### SHORT EXERCISE A
In the core parking policy passage, rewrite the paragraph beginning "When the !popolicy experiment was used" more briefly, keeping its main facts.

### TEXT PASSAGE
begin
EXPERIMENT: Viewing Current Core Parking Policy

When the !popolicy experiment was used in an earlier part of this chapter, it showed you only the system power policy, not the entire policy, which also covers PPM. By using the dt command with the correct structure type, you are also able to see the PPM policy, which covers the policy GUIDs that were shown in the preceding tables. Because the system power policy starts at offset 4, simply subtract 4 from the pointer returned by !popolicy.

lkd> !popolicy
SYSTEM_POWER_POLICY (R.1) @ 0x8377a6c4

lkd> dt nt!_POP_POWER_SETTING_VALUES 8377a6c0
...

+0x10c AllowThrottling  : 0 ''
+0x10d PerfHistoryCount : 0x20 ' '
+0x110 PerfTimeCheck    : 0xf
+0x114 PerfIncreaseTime : 1
+0x118 PerfDecreaseTime : 1
+0x11c PerfIncreaseThreshold : 0x1e ''
+0x11d PerfDecreaseThreshold : 0xa ''
+0x11e PerfIncreasePolicy : 0x2 ''
+0x11f PerfDecreasePolicy : 0x1 ''
+0x120 PerfMinPolicy    : 0x5 ''
+0x121 PerfMaxPolicy    : 0x64 'd'
+0x124 PerfBoostPolicy  : 0x64
+0x128 CoreParkingIncreaseThreshold : 0x55 'U'
+0x129 CoreParkingDecreaseThreshold : 0x32 '2'
+0x12a CoreParkingMaxCores : 0x64 'd'
+0x12b CoreParkingMinCores : 0xa ''
+0x12c CoreParkingIncreasePolicy : 0 ''
+0x12d CoreParkingDecreasePolicy : 0 ''
+0x130 CoreParkingIncreaseTime : 7
+0x134 CoreParkingDecreaseTime : 0x14
+0x138 CoreParkingAffinityHistoryDecreaseFactor : 0x2 ''
+0x13a CoreParkingAffinityHistoryThreshold : 0x96
+0x13c CoreParkingAffinityWeighting : 0x64
+0x13e CoreParkingOverUtilizationHistoryDecreaseFactor : 0x2 ''
+0x140 CoreParkingOverUtilizationHistoryThreshold : 0x28
+0x142 CoreParkingOverUtilizationWeighting : 0x64
+0x144 CoreParkingOverUtilizationThreshold : 0x3c '<'
+0x145 ParkingCoreOverride : 0x1 ''
+0x146 ParkingPerfState : 0 ''

Another way to see a more limited set of the current policy is to use the !ppmperfpolicy extension, which displays a few of the core policy settings:

lkd> !ppmperfpolicy

  MaxPerf:           100%
  MinPerf:           5%
  TimeCheck:         15 ms
  IncreaseTime:      1 time check period(s)
  DecreaseTime:      1 time check period(s)
  IncreaseThreshold: 30%
  DecreaseThreshold: 10%
  IncreasePolicy:    2
  DecreasePolicy:    1
  HistoryCount:      1
  BoostPolicy:       100

Performance Check

The algorithm that powers the PPM engine is called the performance check. It is executed by the PpmCheckStart timer callback, which runs periodically based on the current policy’s performance-check interval. The callback acquires the policy lock and sets the initial phase to PpmCheckPhaseInitiate. It calls PpmCheckRun, which runs the algorithm illustrated in the following diagram.
end
### INPUT RECORDS
begin
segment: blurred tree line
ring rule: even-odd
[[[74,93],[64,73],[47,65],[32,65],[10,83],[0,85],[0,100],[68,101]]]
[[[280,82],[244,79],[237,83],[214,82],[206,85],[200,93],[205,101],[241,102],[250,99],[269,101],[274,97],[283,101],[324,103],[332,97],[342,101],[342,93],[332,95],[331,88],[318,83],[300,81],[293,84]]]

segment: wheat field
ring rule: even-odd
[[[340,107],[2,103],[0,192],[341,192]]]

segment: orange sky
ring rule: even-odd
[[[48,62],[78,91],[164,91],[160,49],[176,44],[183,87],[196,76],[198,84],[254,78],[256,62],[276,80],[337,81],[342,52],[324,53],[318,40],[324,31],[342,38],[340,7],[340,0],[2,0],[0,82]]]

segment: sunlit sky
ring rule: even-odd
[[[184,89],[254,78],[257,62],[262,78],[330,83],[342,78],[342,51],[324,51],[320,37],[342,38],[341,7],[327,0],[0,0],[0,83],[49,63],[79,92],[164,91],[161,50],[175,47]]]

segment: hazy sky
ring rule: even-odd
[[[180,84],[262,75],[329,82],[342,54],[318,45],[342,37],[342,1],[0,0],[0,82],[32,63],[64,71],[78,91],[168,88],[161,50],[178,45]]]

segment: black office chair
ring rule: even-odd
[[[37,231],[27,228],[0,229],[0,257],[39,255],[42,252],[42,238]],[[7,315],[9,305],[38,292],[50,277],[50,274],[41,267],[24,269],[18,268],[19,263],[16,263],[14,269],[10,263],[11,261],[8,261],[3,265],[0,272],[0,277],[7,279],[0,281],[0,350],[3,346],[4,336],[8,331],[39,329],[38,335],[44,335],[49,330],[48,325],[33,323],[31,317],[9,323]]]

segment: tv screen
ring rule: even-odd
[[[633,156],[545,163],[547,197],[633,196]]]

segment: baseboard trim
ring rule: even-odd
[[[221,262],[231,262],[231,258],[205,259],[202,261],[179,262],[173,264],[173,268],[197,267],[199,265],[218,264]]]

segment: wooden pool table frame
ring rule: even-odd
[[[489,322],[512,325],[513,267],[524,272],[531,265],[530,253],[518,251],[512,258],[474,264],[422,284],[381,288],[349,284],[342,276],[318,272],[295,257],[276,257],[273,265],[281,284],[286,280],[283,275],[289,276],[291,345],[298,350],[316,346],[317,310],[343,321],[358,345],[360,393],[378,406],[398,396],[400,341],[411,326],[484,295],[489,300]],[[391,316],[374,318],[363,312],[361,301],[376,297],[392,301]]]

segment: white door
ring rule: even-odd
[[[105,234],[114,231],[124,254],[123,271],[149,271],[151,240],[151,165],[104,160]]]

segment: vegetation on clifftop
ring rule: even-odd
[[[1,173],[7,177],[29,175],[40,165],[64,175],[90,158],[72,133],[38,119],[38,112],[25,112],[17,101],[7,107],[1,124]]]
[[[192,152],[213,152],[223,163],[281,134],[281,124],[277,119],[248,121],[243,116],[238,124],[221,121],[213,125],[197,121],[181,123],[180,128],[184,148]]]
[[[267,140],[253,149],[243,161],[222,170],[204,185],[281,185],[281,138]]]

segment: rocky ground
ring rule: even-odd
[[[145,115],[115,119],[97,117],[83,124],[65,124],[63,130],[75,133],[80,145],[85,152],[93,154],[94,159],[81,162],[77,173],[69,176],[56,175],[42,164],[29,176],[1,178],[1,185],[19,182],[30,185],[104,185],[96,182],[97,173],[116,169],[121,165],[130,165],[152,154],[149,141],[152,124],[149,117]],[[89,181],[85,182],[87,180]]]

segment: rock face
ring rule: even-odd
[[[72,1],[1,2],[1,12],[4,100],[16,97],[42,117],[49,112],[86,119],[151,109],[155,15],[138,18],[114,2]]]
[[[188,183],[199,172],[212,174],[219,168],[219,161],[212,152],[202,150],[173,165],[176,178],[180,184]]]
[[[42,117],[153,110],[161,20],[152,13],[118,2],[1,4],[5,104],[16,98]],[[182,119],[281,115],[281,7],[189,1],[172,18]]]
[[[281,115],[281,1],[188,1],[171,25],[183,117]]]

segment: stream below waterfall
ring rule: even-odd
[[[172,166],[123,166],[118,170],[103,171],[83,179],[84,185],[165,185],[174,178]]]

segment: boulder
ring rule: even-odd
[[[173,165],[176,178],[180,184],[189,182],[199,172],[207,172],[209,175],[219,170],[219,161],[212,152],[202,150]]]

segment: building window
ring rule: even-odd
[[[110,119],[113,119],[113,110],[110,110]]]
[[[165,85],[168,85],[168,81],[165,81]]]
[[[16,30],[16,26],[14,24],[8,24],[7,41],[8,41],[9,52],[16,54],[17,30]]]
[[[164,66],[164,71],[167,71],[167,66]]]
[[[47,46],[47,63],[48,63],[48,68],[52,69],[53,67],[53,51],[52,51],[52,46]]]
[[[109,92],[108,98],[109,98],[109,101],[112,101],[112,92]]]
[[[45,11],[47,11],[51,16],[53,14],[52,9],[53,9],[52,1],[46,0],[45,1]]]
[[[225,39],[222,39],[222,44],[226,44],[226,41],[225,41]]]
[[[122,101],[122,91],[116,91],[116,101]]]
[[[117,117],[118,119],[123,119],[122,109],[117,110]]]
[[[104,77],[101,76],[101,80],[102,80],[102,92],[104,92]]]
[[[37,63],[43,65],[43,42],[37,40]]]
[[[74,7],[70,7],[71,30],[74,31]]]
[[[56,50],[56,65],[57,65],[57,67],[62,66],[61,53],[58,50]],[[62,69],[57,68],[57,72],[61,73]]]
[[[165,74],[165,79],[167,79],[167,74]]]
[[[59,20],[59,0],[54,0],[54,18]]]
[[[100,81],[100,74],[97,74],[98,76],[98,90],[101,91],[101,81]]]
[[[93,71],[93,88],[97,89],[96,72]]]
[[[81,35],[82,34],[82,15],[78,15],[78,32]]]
end
### SHORT EXERCISE B
Reproduce the listing character for character from the line containing "segment: boulder" through the end of the listing.

### COMPLETE RESPONSE A
The earlier !popolicy experiment showed only the system power policy, not the full policy, which also covers PPM. Running the dt command with the correct structure type also shows the PPM policy, including the policy GUIDs from the preceding tables. The system power policy starts at offset 4, so subtract 4 from the pointer that !popolicy returns.

### COMPLETE RESPONSE B
segment: boulder
ring rule: even-odd
[[[173,165],[176,178],[180,184],[189,182],[199,172],[207,172],[209,175],[219,170],[219,161],[212,152],[202,150]]]

segment: building window
ring rule: even-odd
[[[110,119],[113,119],[113,110],[110,110]]]
[[[165,85],[168,85],[168,81],[165,81]]]
[[[16,30],[16,26],[14,24],[8,24],[7,41],[8,41],[9,52],[16,54],[17,30]]]
[[[164,66],[164,71],[167,71],[167,66]]]
[[[47,46],[47,63],[48,63],[48,68],[52,69],[53,67],[53,51],[52,51],[52,46]]]
[[[109,92],[108,98],[109,98],[109,101],[112,101],[112,92]]]
[[[45,11],[47,11],[51,16],[53,14],[52,9],[53,9],[52,1],[46,0],[45,1]]]
[[[225,39],[222,39],[222,44],[226,44],[226,41],[225,41]]]
[[[122,101],[122,91],[116,91],[116,101]]]
[[[117,117],[118,119],[123,119],[122,109],[117,110]]]
[[[104,77],[101,76],[101,80],[102,80],[102,92],[104,92]]]
[[[37,63],[43,65],[43,42],[37,40]]]
[[[74,7],[70,7],[71,30],[74,31]]]
[[[56,50],[56,65],[57,65],[57,67],[62,66],[61,53],[58,50]],[[62,69],[57,68],[57,72],[61,73]]]
[[[165,74],[165,79],[167,79],[167,74]]]
[[[59,20],[59,0],[54,0],[54,18]]]
[[[100,81],[100,74],[97,74],[98,76],[98,90],[101,91],[101,81]]]
[[[93,71],[93,88],[97,89],[96,72]]]
[[[81,35],[82,34],[82,15],[78,15],[78,32]]]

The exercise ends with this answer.